### Task directions
State how many lines in the entries below contain the word "flowers", with case counting, and give only the number.

### Data shown
..........
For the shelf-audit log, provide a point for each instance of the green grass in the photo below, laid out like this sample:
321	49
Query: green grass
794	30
..........
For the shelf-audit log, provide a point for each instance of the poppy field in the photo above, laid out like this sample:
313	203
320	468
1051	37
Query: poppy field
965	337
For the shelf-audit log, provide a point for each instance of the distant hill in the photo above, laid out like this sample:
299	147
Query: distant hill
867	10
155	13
..........
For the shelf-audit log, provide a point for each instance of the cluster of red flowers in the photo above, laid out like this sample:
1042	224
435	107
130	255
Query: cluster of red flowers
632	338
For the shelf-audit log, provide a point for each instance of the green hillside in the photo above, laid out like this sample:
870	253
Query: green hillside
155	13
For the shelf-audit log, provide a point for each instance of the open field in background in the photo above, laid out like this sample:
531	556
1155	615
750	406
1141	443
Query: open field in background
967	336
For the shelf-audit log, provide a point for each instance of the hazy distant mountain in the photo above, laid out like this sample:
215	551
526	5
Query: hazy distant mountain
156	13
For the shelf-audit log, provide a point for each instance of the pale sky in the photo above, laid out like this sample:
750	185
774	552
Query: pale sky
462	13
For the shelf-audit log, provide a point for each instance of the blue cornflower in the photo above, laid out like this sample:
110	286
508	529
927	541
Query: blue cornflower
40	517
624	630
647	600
..........
### Finished task
2